[Dataset entries]
=-=-=

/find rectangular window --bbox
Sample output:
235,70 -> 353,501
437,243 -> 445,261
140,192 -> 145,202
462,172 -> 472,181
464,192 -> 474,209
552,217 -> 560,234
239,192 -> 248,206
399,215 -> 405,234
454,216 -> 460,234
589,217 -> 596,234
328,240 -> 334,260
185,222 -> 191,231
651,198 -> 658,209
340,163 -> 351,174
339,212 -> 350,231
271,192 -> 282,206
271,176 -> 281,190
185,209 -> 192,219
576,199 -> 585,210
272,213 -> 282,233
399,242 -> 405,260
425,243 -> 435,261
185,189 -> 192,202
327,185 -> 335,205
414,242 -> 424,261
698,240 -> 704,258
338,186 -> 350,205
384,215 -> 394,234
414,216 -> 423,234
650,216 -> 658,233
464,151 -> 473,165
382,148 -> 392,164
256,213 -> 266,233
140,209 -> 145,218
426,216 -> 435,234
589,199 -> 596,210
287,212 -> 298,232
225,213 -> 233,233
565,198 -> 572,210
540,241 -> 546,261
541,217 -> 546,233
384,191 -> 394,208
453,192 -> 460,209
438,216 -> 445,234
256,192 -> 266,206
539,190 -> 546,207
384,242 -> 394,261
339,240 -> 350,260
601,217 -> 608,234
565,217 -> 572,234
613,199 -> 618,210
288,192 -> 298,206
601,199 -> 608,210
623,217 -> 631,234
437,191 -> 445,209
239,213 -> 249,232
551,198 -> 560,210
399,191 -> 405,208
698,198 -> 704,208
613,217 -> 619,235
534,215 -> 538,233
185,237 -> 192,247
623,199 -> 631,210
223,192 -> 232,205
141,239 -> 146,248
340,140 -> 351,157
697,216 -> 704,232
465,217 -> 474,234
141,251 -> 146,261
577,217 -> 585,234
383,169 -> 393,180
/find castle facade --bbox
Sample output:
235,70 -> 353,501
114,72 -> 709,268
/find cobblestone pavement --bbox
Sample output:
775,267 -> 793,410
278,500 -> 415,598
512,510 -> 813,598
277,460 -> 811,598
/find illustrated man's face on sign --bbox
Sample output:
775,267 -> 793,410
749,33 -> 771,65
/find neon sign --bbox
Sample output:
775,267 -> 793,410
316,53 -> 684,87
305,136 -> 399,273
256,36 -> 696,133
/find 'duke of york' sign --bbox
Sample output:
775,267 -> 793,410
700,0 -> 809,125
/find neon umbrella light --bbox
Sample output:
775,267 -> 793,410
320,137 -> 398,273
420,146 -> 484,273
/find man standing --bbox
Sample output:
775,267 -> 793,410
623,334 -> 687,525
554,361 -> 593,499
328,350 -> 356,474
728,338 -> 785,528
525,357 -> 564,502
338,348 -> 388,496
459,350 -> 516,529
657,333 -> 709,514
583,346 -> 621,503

=-=-=

• _WHAT TO PRODUCE_
The word is "sign". Copy every line above where it appears.

• _RESPONSE FOR THIS EXERCISE_
/find illustrated man's face on sign --bbox
/find neon sign --bbox
/find 'duke of york' sign --bbox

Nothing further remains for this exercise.